Written task
Exactly reproduce the lines beginning with the line that includes "rhododendron flower in the photo above." and ending with the last line of the data.

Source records

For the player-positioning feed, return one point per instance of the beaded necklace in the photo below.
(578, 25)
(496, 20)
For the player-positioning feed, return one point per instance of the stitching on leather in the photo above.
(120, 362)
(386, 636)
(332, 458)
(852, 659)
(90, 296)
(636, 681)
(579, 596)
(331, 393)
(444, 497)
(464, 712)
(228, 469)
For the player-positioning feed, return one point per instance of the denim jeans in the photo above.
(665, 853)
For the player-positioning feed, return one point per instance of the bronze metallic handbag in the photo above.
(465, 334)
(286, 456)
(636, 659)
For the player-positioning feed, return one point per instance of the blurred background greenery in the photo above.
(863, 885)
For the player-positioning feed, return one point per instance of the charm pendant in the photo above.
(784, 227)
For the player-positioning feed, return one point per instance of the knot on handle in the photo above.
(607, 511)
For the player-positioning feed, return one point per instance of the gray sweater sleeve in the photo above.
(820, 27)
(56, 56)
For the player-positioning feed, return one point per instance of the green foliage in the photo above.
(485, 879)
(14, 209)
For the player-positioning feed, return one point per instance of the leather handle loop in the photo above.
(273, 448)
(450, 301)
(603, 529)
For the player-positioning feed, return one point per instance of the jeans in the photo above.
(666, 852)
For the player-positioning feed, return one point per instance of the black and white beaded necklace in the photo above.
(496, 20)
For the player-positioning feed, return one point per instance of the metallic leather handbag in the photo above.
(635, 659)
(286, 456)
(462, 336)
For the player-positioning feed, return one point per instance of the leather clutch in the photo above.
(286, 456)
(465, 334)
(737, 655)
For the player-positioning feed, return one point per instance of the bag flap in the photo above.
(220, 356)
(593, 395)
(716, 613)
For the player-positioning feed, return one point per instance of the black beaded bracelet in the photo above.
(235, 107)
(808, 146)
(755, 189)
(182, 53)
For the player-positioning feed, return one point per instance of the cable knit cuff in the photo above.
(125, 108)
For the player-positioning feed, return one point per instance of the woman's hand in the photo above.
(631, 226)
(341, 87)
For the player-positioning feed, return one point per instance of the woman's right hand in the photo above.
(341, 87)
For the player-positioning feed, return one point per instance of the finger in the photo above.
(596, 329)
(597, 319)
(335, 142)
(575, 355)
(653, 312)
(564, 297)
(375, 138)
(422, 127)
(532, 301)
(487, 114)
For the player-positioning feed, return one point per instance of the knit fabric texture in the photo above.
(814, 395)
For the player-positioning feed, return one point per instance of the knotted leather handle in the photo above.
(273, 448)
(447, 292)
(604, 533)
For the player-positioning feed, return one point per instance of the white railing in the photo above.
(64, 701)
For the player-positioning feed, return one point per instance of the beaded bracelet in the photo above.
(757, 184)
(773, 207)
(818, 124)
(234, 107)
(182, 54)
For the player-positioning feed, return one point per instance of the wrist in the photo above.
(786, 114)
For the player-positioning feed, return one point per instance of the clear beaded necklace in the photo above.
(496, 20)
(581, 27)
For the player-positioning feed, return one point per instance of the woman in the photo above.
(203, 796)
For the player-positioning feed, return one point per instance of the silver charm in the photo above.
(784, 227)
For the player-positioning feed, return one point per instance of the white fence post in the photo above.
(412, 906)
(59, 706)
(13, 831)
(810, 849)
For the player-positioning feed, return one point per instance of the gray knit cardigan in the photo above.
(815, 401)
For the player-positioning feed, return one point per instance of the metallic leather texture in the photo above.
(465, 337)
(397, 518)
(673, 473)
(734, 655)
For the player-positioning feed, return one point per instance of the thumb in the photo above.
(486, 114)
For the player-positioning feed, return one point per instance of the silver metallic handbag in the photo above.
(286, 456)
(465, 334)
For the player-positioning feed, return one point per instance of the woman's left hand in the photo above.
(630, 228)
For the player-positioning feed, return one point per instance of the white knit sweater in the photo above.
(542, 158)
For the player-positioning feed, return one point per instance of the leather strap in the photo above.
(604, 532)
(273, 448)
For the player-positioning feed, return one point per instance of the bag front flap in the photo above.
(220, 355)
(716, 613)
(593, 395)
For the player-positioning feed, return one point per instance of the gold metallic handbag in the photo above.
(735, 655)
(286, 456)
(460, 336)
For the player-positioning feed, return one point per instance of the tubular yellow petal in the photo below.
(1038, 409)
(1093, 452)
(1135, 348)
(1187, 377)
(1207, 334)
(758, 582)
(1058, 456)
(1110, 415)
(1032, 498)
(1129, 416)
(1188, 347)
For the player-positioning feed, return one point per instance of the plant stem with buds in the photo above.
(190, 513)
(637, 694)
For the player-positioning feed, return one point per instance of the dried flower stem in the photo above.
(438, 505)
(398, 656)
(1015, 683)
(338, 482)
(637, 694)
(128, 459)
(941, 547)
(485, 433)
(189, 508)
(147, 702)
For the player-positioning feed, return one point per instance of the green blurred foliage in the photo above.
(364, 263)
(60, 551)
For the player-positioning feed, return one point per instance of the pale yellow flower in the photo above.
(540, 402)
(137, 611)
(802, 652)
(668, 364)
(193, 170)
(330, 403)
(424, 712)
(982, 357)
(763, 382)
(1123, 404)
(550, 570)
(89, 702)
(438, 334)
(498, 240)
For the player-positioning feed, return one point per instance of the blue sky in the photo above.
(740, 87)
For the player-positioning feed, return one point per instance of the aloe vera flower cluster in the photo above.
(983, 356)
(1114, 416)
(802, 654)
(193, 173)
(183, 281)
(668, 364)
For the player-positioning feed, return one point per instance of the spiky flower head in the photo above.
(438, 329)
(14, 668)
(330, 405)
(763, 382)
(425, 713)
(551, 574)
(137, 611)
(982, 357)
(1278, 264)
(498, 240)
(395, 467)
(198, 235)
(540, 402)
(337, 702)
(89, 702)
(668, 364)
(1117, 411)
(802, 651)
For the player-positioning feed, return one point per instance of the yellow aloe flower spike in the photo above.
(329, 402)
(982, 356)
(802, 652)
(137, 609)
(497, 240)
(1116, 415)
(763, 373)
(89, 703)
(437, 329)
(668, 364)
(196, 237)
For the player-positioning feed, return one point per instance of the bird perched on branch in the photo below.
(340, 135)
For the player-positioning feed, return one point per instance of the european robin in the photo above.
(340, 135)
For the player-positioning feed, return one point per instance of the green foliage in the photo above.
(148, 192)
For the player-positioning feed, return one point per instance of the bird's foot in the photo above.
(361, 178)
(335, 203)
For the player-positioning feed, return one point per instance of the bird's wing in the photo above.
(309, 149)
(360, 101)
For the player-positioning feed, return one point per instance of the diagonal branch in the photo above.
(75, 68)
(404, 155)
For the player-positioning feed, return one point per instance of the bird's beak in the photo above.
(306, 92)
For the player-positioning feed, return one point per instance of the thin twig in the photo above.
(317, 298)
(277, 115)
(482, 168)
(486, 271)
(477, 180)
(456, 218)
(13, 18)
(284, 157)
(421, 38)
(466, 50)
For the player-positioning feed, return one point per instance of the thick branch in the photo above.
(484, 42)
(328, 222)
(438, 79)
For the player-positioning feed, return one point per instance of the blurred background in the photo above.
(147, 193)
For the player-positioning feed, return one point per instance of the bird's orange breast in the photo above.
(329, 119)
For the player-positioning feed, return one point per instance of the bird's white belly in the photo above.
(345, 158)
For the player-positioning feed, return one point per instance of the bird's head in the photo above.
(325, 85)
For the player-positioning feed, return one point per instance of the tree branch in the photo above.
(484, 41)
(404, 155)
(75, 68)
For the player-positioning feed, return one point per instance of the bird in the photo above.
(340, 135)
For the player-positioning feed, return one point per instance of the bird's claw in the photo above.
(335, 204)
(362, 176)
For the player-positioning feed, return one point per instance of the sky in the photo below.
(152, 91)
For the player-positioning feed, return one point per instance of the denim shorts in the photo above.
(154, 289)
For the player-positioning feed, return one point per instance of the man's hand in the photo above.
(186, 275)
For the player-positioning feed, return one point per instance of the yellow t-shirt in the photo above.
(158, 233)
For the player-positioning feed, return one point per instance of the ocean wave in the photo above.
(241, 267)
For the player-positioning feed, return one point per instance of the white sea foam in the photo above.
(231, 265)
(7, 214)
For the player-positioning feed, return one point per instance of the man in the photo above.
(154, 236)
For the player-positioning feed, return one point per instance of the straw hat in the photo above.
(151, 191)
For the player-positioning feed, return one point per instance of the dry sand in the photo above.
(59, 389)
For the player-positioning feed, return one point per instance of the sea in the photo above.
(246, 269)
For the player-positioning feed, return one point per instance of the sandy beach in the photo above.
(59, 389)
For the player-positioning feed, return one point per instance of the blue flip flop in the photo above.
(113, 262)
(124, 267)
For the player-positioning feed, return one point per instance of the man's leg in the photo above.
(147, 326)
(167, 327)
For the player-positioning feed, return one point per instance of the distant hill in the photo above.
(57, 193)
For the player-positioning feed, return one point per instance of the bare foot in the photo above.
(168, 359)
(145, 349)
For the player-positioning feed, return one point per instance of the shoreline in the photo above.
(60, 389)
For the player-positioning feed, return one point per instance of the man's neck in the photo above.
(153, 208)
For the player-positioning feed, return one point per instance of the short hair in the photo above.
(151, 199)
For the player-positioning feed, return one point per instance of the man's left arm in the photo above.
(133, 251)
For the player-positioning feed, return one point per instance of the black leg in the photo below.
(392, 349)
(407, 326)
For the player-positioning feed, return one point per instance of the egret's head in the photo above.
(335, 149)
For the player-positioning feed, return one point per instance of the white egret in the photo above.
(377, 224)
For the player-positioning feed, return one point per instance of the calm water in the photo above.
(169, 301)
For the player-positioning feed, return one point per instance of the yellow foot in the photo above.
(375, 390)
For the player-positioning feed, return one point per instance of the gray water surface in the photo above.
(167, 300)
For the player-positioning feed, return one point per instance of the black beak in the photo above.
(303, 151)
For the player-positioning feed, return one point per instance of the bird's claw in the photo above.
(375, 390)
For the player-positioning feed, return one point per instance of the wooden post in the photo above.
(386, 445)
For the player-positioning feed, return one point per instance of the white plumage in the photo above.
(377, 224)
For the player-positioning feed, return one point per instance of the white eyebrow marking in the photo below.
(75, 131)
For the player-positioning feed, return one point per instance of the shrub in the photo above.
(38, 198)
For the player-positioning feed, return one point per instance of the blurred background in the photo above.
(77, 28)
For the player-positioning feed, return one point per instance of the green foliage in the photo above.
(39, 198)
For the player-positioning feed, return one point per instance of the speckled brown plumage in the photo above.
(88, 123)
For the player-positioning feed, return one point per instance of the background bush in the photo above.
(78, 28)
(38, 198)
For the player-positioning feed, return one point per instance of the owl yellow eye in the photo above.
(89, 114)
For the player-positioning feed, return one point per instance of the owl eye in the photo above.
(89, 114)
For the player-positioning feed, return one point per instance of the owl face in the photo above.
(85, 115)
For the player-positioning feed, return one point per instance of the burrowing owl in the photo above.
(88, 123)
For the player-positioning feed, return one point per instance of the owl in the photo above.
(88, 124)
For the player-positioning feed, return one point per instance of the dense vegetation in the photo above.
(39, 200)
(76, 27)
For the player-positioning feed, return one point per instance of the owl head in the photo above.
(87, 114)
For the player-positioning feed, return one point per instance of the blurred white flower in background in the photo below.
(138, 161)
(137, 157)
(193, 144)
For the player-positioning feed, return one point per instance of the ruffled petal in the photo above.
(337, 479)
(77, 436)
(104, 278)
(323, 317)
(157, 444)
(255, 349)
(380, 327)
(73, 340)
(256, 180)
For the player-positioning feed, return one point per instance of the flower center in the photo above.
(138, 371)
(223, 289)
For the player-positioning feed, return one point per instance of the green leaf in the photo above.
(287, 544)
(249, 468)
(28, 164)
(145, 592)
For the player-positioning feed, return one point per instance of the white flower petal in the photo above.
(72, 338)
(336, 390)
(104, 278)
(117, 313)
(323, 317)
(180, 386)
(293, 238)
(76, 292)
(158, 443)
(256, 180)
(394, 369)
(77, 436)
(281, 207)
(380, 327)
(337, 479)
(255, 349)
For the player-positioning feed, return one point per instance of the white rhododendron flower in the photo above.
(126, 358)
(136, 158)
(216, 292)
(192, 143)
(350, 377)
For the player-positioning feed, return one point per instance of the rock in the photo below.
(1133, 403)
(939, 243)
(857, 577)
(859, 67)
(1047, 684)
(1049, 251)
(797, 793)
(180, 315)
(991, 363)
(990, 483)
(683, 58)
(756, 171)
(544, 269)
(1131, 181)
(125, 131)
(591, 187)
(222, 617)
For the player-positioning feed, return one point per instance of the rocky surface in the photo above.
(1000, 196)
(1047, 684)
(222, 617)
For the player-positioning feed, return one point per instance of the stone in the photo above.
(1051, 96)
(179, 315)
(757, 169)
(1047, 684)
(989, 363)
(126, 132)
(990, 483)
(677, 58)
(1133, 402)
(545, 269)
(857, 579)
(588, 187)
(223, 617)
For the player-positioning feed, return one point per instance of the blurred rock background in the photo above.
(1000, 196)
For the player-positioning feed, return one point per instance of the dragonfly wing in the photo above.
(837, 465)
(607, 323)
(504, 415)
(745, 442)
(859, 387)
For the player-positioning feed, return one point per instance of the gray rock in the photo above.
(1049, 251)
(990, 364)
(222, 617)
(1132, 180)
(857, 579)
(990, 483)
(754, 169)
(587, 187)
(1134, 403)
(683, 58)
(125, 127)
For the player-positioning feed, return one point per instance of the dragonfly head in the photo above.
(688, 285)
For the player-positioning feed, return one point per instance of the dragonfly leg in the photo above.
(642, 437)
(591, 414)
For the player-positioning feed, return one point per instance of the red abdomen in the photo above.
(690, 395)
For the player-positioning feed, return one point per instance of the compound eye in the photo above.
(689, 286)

Output
For the player-positioning feed, return one point per instance of the white rhododendron flower in the photo above.
(126, 358)
(136, 158)
(216, 292)
(192, 143)
(350, 377)
For the player-positioning feed, return one point per instance of the rock in the photo below.
(1133, 403)
(939, 243)
(857, 577)
(859, 67)
(1047, 684)
(1049, 251)
(797, 793)
(180, 315)
(991, 363)
(990, 483)
(683, 58)
(756, 171)
(544, 269)
(1131, 181)
(125, 131)
(591, 187)
(222, 617)
For the player-positioning feed, return one point per instance of the rocky surface in the photo above.
(1000, 196)
(1047, 684)
(222, 617)
For the player-positioning feed, return one point per instance of the stone in the photo above.
(1051, 96)
(179, 315)
(757, 169)
(1047, 684)
(989, 363)
(126, 132)
(990, 483)
(677, 58)
(1133, 402)
(545, 269)
(857, 579)
(588, 187)
(223, 617)
For the player-positioning feed, return one point per instance of the blurred rock background in the photo above.
(1000, 196)
For the player-positioning feed, return one point per instance of the dragonfly wing in the photo above.
(837, 465)
(607, 323)
(504, 415)
(745, 442)
(859, 387)
For the player-positioning feed, return one point per instance of the gray rock in the photo above.
(1049, 251)
(990, 364)
(222, 617)
(1132, 180)
(857, 579)
(990, 483)
(754, 169)
(587, 187)
(1134, 403)
(683, 58)
(125, 127)
For the player-positioning feed, return one point per instance of the dragonfly head in the photo above.
(688, 285)
For the player-positioning feed, return one point per instance of the dragonfly leg in the photo above.
(642, 437)
(591, 414)
For the player-positioning feed, return one point per instance of the red abdomen in the photo above.
(690, 395)
For the player-positioning feed, return one point per instance of the compound eye in the photo above.
(689, 286)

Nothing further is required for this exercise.